Assignment 1: In the Google Summer of Code thread, translate this sentence into Spanish: "ASF participates in GSOC, so HBase automatically can participate AFAIK."
Assignment 2: Copy the records word for word, starting at their very first line and ending at the line that contains "673L952 745L926 820L951".

Document excerpt:
————
Re: Google Summer Of Code 2016

2016-03-22 Thread Talat Uyarer
Hi,

I am appreciated to being mentor Stack :) As I know as ASF already
participate and you can sign up. [1] last year I was a mentor. I just
send an email to private and [email protected]. Would you
like to check it ?

[1] https://community.apache.org/gsoc.html#prospective-asf-mentors-read-this

2016-03-22 17:32 GMT-07:00 Enis Söztutar :
>>
>> I didn't sign up for GSOC Talat. Not sure anyone else did either. Is it too
>> late for us to participate now?
>>
>>
> ASF participates in GSOC, so HBase automatically can participate AFAIK.
>
>
>> I'd mentor you (it'd be easy-peasy -- smile) but I think I've missed the
>> mentor signup deadline.
>>
>
> I did not check the deadline, if that is the case, it means this year is
> over?
>
> Your list is pretty good. We can POC with Capt'n proto as well as grpc.
>
>
>>
>>
>> > BTW I talked with Enis Soztutar. He offered some topics for GSoC. These
>> > are:
>> > - He mentioned The Data blocks are stored as PREFIX, FAST_DIFF, etc.
>> > encoding. But these encodings just can use in HFile context. In RPC
>> > and WAL we use KeyValueEncoding for Cell Blocks. He told "You can
>> > improve them or using HFile encodings in RPC and WAL" ( He didn't say
>> > the issue number But I guessed it is HBASE-12883 Support block
>> > encoding based on knowing set of column qualifiers up front)
>> >
>>
>> Sounds like a fine project (Someone was just asking about this offline...)
>>
>>
>>
>> > - HBASE-14379 Replication V2
>> > - HBASE-8691 High-Throughput Streaming Scan API
>> > - HBASE-3529 Native Solr Indexer for HBase(He just mentioned HBase ->
>> > SOLR indexing. I guess it could be this issue.)
>> >
>> > Could you help me for selecting topics or could you offer another issue ?
>> >
>> >
>> All above are good.
>>
>> Here's a few others made for another context:
>>
>> + Become Jepsen distributed systems test tool expert: run it against HBase
>> and HDFS. Analyze results. E.g. see
>> https://www.datastax.com/dev/blog/testing-apache-cassandra-with-jepsen
>> + Deep dive on hbase Compactions. Own it. Review current options both the
>> defaults, experimental, and the stale. Build tooling and surface metrics
>> that give better insight on effectiveness of compaction mechanics and
>> policies. Develop tunings and alternate, new policies. For further credit,
>> develop master-orchestrated compaction algorithm.
————
(Stored data entries)

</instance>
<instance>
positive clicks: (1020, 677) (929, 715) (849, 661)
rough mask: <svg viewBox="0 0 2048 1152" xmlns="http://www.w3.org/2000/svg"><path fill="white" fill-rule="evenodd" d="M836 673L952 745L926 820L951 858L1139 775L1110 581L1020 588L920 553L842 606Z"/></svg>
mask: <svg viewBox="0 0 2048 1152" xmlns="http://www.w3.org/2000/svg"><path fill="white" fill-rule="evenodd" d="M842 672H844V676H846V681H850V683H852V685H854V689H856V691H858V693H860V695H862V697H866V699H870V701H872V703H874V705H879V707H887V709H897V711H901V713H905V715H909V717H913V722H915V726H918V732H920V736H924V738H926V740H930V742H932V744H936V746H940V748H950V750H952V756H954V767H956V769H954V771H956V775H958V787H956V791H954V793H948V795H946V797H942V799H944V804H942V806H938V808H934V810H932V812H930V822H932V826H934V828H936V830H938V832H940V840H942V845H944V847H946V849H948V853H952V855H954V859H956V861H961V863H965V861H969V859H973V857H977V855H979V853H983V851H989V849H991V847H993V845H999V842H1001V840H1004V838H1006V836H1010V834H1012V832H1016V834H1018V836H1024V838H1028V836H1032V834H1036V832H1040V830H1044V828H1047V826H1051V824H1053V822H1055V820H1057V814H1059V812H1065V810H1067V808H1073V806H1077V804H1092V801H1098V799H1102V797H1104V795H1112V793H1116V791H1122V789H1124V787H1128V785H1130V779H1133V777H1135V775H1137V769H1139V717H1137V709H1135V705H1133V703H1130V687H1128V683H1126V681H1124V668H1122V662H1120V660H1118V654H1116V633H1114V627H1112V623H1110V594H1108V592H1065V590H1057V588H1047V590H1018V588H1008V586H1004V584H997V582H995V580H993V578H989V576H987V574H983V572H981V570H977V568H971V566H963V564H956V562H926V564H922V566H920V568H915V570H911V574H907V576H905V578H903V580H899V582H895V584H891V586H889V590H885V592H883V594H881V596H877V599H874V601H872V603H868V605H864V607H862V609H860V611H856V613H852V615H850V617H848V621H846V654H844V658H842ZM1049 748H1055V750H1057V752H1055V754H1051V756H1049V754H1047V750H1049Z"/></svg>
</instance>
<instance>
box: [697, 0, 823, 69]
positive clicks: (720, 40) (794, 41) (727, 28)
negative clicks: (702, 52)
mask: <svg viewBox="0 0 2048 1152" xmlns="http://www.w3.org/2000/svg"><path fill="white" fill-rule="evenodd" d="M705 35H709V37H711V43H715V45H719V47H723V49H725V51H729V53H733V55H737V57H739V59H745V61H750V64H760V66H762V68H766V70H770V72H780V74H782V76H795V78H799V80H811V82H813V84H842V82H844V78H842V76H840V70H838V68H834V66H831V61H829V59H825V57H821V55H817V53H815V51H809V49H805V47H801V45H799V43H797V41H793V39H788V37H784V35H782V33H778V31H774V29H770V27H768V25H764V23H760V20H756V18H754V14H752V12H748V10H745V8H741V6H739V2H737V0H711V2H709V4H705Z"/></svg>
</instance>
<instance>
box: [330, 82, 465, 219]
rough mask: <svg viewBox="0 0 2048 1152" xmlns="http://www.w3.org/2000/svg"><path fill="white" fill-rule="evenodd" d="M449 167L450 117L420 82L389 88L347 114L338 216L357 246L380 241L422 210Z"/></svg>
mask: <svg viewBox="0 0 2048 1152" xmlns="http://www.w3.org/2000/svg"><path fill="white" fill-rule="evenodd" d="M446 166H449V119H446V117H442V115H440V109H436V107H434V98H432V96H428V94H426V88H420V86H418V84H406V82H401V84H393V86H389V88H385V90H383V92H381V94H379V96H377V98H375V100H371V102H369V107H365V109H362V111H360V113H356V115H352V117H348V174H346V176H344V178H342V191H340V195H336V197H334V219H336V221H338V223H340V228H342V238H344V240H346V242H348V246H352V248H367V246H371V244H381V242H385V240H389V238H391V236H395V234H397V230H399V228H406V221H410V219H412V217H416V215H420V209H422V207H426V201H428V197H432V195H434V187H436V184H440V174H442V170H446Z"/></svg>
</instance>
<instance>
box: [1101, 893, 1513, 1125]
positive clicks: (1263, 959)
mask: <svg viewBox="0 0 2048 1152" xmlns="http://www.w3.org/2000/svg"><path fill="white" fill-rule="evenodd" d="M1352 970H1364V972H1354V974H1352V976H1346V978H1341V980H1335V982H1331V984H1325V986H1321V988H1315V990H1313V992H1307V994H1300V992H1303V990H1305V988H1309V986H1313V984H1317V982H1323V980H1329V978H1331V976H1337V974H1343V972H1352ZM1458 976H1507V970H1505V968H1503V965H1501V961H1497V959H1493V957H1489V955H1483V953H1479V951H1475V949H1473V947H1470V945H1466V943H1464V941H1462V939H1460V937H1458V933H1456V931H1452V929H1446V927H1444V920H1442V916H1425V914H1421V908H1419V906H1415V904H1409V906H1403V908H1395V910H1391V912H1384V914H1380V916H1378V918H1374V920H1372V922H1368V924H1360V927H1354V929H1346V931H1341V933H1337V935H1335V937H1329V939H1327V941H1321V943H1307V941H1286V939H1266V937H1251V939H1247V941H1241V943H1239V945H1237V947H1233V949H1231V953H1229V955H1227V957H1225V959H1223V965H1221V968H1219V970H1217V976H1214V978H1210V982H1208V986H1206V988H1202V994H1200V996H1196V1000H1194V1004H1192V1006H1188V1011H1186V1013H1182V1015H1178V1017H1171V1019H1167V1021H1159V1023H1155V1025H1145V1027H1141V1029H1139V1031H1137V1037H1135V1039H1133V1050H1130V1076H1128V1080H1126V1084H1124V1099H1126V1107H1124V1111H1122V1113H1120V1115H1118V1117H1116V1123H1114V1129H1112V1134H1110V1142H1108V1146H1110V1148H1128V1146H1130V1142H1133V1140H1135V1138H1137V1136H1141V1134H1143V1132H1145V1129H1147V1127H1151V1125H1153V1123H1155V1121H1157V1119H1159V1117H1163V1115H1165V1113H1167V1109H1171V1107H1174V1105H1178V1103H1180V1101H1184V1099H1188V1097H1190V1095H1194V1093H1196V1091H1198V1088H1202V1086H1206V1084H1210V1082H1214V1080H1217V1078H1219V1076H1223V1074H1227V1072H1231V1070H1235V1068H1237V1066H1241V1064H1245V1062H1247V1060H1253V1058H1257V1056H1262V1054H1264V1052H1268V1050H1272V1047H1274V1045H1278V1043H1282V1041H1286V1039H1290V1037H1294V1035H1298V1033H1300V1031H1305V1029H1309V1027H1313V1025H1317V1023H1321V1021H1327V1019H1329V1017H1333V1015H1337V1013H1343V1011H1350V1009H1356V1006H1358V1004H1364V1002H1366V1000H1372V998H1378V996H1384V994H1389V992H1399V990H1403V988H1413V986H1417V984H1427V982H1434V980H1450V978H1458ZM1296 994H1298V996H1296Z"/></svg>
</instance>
————
Task result 1: La ASF participa en GSOC, así que HBase puede participar automáticamente, hasta donde sé.

Task result 2:
</instance>
<instance>
positive clicks: (1020, 677) (929, 715) (849, 661)
rough mask: <svg viewBox="0 0 2048 1152" xmlns="http://www.w3.org/2000/svg"><path fill="white" fill-rule="evenodd" d="M836 673L952 745L926 820L951 858L1139 775L1110 581L1020 588L920 553L842 606Z"/></svg>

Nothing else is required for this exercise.